• [Exercise description] For each line in the data that includes "below", make a copy.
#### Task data
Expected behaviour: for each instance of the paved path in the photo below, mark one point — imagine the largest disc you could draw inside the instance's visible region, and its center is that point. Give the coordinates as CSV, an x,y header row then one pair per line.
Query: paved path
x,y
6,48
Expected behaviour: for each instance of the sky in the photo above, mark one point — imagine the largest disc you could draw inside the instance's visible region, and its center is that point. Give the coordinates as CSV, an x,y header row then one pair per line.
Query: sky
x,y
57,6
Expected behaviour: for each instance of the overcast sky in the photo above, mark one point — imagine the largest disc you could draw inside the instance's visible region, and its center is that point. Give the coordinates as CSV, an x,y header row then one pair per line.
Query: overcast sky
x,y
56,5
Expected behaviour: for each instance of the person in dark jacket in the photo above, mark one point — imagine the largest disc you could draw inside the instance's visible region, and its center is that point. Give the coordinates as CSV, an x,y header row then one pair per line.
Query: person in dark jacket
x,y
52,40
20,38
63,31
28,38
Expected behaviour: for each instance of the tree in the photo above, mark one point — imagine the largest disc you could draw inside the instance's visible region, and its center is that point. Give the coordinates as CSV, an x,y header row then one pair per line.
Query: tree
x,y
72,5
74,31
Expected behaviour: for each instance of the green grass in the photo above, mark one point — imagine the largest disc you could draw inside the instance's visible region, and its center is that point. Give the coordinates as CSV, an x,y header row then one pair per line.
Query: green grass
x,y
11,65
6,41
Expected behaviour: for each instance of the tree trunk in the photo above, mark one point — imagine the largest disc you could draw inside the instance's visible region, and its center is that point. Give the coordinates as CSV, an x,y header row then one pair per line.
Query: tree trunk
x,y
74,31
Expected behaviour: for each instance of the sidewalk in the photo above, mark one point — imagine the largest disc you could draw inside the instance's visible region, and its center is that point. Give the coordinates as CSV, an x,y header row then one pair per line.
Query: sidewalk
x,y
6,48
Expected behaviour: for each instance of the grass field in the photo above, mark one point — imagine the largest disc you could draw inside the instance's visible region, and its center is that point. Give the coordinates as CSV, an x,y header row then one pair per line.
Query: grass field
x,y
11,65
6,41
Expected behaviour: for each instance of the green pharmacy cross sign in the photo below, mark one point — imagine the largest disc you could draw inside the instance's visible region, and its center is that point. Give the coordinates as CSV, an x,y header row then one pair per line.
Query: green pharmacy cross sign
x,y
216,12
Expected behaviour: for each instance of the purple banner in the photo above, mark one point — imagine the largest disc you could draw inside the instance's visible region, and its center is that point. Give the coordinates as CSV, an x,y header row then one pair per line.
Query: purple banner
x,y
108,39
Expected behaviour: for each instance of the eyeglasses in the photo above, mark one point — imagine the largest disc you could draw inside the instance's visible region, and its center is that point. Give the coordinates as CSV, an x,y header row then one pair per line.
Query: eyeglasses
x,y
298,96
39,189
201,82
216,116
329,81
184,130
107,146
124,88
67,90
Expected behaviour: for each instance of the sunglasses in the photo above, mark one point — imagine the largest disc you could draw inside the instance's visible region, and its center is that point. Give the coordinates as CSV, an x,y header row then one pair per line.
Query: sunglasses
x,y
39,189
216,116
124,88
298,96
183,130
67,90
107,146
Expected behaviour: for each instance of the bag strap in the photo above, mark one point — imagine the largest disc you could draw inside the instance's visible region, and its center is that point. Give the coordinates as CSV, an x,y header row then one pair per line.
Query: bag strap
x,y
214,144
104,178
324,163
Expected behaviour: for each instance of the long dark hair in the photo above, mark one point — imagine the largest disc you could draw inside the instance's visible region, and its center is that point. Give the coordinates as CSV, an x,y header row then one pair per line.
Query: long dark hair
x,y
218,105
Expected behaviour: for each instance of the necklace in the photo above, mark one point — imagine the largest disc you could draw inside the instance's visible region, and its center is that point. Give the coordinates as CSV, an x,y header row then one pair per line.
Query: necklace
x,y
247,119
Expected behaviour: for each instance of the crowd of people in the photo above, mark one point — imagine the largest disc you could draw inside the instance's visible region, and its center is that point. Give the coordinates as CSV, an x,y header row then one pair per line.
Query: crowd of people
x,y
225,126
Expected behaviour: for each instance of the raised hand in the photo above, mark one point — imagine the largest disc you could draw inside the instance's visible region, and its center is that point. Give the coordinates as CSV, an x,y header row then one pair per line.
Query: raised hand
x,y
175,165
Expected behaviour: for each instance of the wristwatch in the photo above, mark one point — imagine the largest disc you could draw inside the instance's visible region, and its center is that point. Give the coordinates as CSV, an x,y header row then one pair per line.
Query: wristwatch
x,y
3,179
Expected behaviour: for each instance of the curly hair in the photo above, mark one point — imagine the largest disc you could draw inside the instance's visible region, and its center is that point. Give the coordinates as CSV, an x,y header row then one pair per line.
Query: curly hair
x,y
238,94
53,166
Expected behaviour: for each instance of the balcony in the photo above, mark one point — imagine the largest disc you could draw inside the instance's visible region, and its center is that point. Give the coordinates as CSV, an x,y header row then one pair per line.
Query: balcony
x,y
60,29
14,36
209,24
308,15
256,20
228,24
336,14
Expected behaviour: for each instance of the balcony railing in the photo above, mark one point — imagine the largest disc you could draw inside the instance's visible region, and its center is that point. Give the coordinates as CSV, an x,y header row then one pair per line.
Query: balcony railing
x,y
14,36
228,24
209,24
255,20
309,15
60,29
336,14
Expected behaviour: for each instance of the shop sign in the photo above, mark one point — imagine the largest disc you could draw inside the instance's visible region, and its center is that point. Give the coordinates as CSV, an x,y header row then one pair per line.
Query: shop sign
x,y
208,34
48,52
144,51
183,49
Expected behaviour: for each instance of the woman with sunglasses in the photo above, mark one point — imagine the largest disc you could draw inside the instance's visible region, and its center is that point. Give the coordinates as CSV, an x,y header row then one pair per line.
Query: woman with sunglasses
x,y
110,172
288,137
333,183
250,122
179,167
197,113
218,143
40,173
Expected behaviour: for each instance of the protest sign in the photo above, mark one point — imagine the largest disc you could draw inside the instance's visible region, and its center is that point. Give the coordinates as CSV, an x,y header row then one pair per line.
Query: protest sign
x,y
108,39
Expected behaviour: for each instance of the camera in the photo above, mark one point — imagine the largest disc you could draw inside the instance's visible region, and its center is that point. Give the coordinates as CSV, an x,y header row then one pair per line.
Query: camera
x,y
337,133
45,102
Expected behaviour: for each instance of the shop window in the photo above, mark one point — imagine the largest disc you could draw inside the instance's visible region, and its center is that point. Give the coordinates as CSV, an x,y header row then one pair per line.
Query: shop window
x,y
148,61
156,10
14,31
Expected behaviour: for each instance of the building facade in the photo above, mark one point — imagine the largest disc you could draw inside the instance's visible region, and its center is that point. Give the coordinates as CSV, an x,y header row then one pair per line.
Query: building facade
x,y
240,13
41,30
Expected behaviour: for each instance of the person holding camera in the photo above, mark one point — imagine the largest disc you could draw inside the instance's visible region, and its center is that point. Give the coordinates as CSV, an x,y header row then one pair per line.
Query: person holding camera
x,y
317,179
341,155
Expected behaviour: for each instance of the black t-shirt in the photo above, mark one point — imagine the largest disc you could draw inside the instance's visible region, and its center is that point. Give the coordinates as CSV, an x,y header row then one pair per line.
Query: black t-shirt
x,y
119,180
########
• [Solution for this problem]
Expected behaviour: for each instance of the paved path in the photo below, mark one point — imagine the largest disc you could draw inside the instance's visible region, and its center is that point. Give the coordinates as CSV, an x,y header row then one pair per line.
Expected behaviour: for each instance of the green pharmacy cross sign in the photo below, mark one point — imagine the largest disc you could draw inside the instance's visible region, and its center is that point. Give the coordinates as CSV, an x,y header row then one pair per line.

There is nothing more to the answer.